--- WORK INSTRUCTIONS ---
Copy out the full Getafe match report below, word for word.

--- PASSAGE PROVIDED ---
------------------------------
Getafe edged nearer Champions League qualification for the first time with a 2-0 win at home to struggling Girona in La Liga thanks to goals from strikers Jorge Molina and Angel Rodriguez in either half on Sunday.
The victory saw the unfashionable Madrid club tighten their grip on the coveted fourth spot in the table by moving on to 58 points after 36 games, three points clear of nearest challengers Sevilla, who lost to Leganes on Friday.
They are six points ahead of sixth-placed Valencia, who thrashed Huesca 6-0 on Sunday.
Girona, who finished the game with 10 men, later sank into the relegation zone after Real Valladolid beat Athletic Bilbao 1-0 at home later on Sunday, leapfrogging the Catalan side to take 17th spot on 38 points to Girona's 37.
Getafe broke the deadlock in the 16th minute after a misplaced pass from Girona defender Bernardo invited a counter-attack and 37-year-old Molina fired into the bottom corner to score his 14th goal of the season.
Getafe coach Jose Bordalas had to watch from the stands as he was serving a touchline ban for insulting the referee in his side's 2-1 defeat at Real Sociedad which had threatened to derail their hopes of making the top four.
------------------------------
--- EXTRACTED INFORMATION ---
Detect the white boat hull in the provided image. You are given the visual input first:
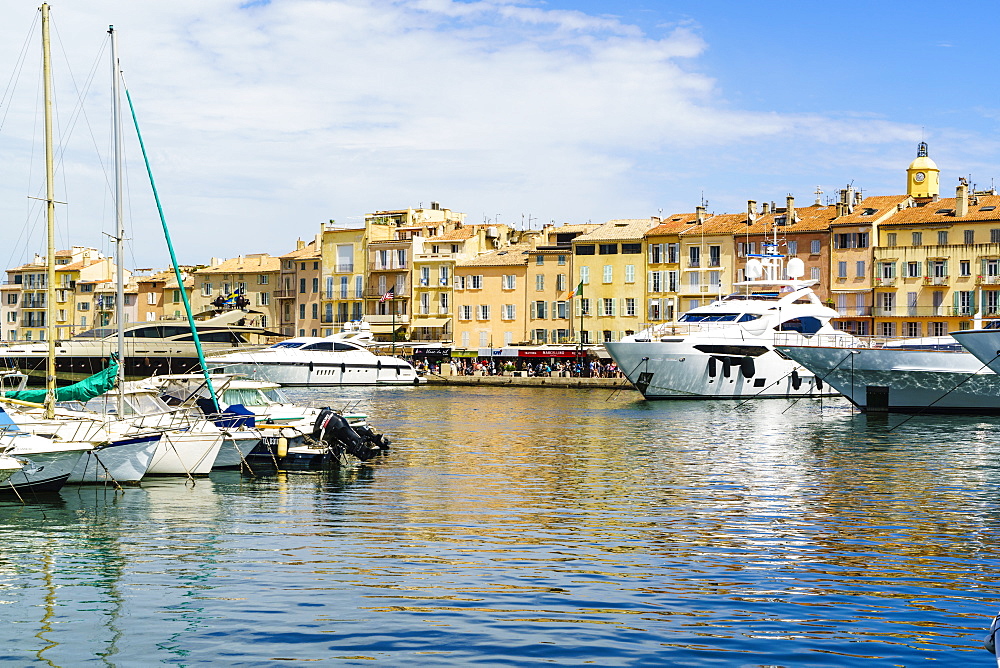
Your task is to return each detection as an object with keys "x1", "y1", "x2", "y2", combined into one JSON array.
[
  {"x1": 66, "y1": 433, "x2": 162, "y2": 485},
  {"x1": 146, "y1": 431, "x2": 222, "y2": 475},
  {"x1": 212, "y1": 430, "x2": 260, "y2": 469},
  {"x1": 0, "y1": 435, "x2": 91, "y2": 496},
  {"x1": 604, "y1": 340, "x2": 836, "y2": 399},
  {"x1": 778, "y1": 346, "x2": 1000, "y2": 413},
  {"x1": 208, "y1": 360, "x2": 423, "y2": 387}
]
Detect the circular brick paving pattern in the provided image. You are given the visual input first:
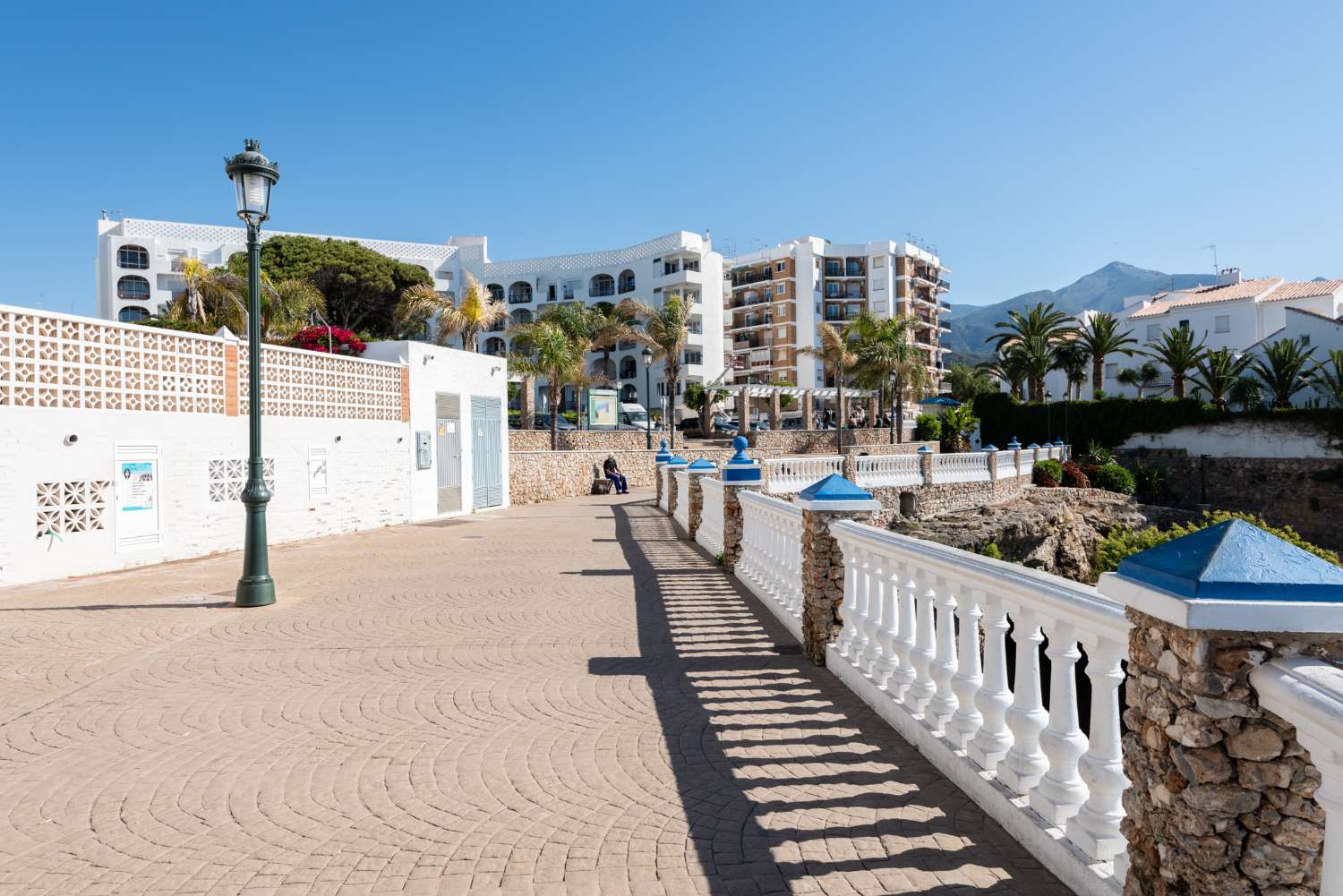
------------------------------
--- SOLUTION FOR THIS TASK ---
Getafe edged nearer Champions League qualification for the first time with a 2-0 win at home to struggling Girona in La Liga thanks to goals from strikers Jorge Molina and Angel Rodriguez in either half on Sunday.
The victory saw the unfashionable Madrid club tighten their grip on the coveted fourth spot in the table by moving on to 58 points after 36 games, three points clear of nearest challengers Sevilla, who lost to Leganes on Friday.
They are six points ahead of sixth-placed Valencia, who thrashed Huesca 6-0 on Sunday.
Girona, who finished the game with 10 men, later sank into the relegation zone after Real Valladolid beat Athletic Bilbao 1-0 at home later on Sunday, leapfrogging the Catalan side to take 17th spot on 38 points to Girona's 37.
Getafe broke the deadlock in the 16th minute after a misplaced pass from Girona defender Bernardo invited a counter-attack and 37-year-old Molina fired into the bottom corner to score his 14th goal of the season.
Getafe coach Jose Bordalas had to watch from the stands as he was serving a touchline ban for insulting the referee in his side's 2-1 defeat at Real Sociedad which had threatened to derail their hopes of making the top four.